TO DO
Once the line containing "drop a point: the door frame" is found in the records below, return it and each following line exactly, up to and including the line containing "drop a point: the house window", and nothing else.

DATA FOR THIS TASK
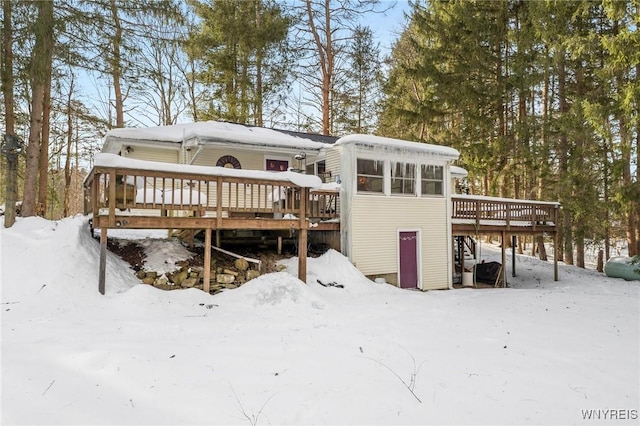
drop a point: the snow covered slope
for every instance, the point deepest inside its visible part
(276, 351)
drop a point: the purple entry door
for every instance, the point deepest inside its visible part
(408, 259)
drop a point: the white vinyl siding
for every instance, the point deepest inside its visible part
(153, 154)
(332, 163)
(370, 175)
(374, 225)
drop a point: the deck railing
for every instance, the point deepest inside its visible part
(114, 191)
(503, 212)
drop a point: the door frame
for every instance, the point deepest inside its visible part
(418, 232)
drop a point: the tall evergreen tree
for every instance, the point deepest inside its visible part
(242, 47)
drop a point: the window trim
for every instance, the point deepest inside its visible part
(441, 181)
(382, 176)
(414, 179)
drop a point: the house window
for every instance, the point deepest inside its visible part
(277, 165)
(432, 180)
(403, 178)
(370, 175)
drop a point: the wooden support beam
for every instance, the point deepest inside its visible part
(103, 260)
(302, 235)
(504, 258)
(555, 256)
(302, 255)
(207, 260)
(513, 255)
(112, 198)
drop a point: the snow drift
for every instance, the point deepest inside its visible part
(277, 351)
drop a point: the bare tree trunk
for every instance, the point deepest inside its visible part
(42, 50)
(116, 70)
(43, 184)
(325, 57)
(67, 162)
(9, 117)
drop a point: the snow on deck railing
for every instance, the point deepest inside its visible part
(483, 210)
(145, 185)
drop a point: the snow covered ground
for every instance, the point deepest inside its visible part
(276, 351)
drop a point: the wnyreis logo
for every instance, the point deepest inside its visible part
(608, 414)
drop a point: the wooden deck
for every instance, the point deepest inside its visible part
(135, 198)
(481, 215)
(472, 214)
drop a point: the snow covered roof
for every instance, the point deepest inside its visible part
(458, 172)
(398, 145)
(112, 160)
(214, 132)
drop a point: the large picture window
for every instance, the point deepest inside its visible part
(273, 165)
(403, 178)
(370, 175)
(432, 180)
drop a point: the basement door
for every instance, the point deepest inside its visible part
(408, 259)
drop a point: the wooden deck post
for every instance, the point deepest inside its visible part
(513, 255)
(207, 260)
(555, 256)
(504, 258)
(103, 259)
(302, 236)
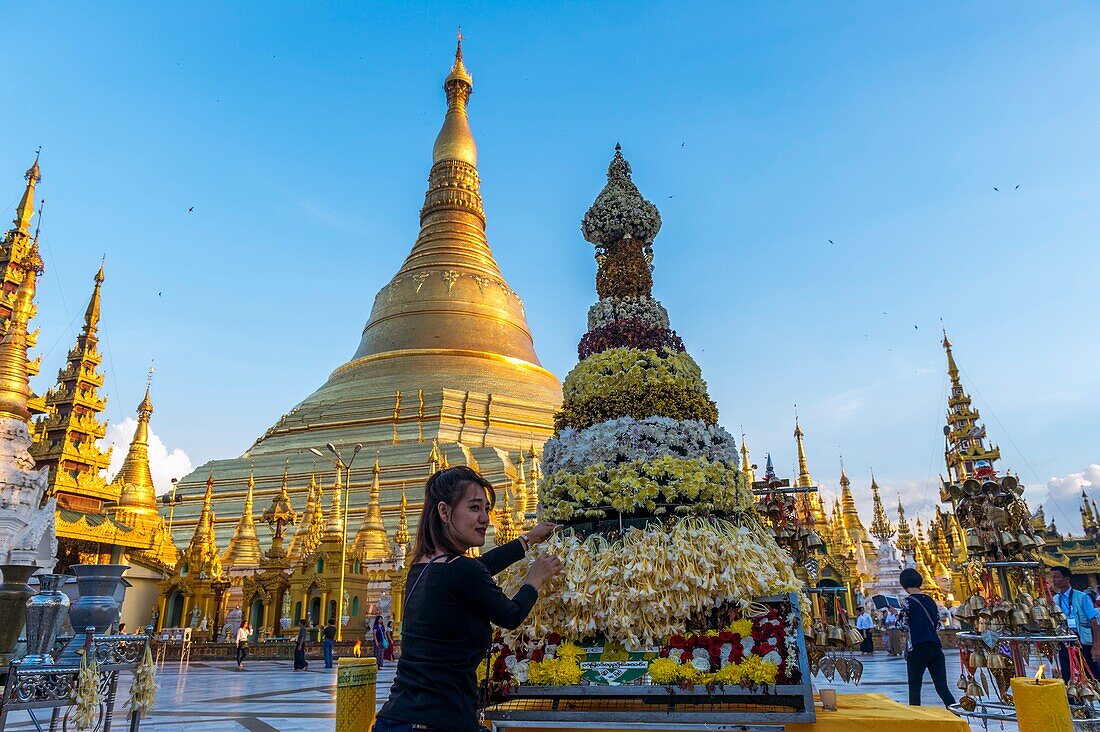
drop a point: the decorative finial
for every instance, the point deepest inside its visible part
(619, 211)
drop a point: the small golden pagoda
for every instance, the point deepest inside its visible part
(372, 543)
(149, 542)
(444, 372)
(18, 254)
(243, 553)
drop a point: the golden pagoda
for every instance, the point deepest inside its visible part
(243, 553)
(853, 525)
(66, 441)
(446, 364)
(149, 542)
(18, 255)
(312, 522)
(372, 543)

RESPONSE TO THIS EXERCISE
drop a point: the door frame
for every instance, the point deepest inside its visible part
(418, 232)
drop a point: the tall evergreen tree
for every instance, the point deepest inside its visible part
(242, 47)
drop a point: the window trim
for every instance, the point deepest inside its visible part
(441, 181)
(382, 176)
(414, 179)
drop a point: the house window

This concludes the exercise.